• EXERCISE GOAL
Retype all of the entries word for word.
[[ THE INPUT, beginning ]]
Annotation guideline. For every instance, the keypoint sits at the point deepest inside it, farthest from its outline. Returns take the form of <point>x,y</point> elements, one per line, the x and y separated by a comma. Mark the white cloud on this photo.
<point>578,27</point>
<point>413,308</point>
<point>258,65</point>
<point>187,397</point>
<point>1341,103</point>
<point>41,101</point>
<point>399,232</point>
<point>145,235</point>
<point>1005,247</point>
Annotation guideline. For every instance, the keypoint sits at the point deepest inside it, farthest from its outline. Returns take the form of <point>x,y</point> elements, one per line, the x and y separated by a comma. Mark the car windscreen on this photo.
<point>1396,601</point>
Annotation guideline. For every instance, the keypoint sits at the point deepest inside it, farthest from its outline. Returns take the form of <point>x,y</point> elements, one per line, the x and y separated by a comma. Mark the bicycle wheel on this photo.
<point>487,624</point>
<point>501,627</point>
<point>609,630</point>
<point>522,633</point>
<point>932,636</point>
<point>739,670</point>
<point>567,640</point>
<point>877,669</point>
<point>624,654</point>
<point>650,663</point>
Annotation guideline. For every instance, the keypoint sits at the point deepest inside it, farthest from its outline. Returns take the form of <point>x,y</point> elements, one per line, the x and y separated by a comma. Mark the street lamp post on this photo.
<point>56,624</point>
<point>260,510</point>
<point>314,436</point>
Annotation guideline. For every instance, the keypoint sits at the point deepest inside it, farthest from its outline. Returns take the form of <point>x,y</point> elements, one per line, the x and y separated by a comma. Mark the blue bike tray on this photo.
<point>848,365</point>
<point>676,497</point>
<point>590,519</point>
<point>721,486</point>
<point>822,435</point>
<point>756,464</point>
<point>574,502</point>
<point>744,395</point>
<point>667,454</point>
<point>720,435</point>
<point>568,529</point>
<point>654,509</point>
[[ THE INPUT, end ]]
• SOLVED EXERCISE
Annotation guideline. For every instance, the keypoint sits at the point deepest inside it, farthest from its outline. Returns take the form of <point>x,y</point> elements, one per line, the x and y separated by a comma. Mark the white cloud on this photo.
<point>578,27</point>
<point>413,308</point>
<point>258,65</point>
<point>187,397</point>
<point>1341,103</point>
<point>41,101</point>
<point>399,232</point>
<point>145,235</point>
<point>1005,247</point>
Annotation guideline. For every instance, the keypoint sits at the point deepest inside it, farthest from its outline. Returns take the form of <point>x,y</point> elements, one per line, the x and y separated by a comma. Mark the car windscreen on this photo.
<point>1396,601</point>
Annotation guideline. For every instance, the keypoint sits at the point deepest inside it, farthest from its outline. Returns take the form of <point>x,y</point> elements, one per line, the x and y separated by a comma. Mark the bicycle wheel on this photo.
<point>487,624</point>
<point>501,627</point>
<point>609,630</point>
<point>522,633</point>
<point>932,636</point>
<point>739,670</point>
<point>567,640</point>
<point>877,669</point>
<point>624,654</point>
<point>650,663</point>
Annotation guideline. For every instance, the keypoint sits at the point deepest inside it, farthest from its outline. Returns take the form of <point>x,y</point> elements, one per line, the x and y separated by a comma. Mark the street lamp post on this photo.
<point>56,624</point>
<point>260,510</point>
<point>314,436</point>
Annotation guideline. For every instance, the keypoint sits at the point deepest inside it, farthest from its outline. Returns take the form of <point>x,y</point> elements, one per line, the x and y separated by a comma. Mark the blue bike tray on this photo.
<point>848,365</point>
<point>676,497</point>
<point>590,519</point>
<point>721,486</point>
<point>822,435</point>
<point>756,464</point>
<point>574,502</point>
<point>744,395</point>
<point>667,454</point>
<point>720,435</point>
<point>568,529</point>
<point>654,509</point>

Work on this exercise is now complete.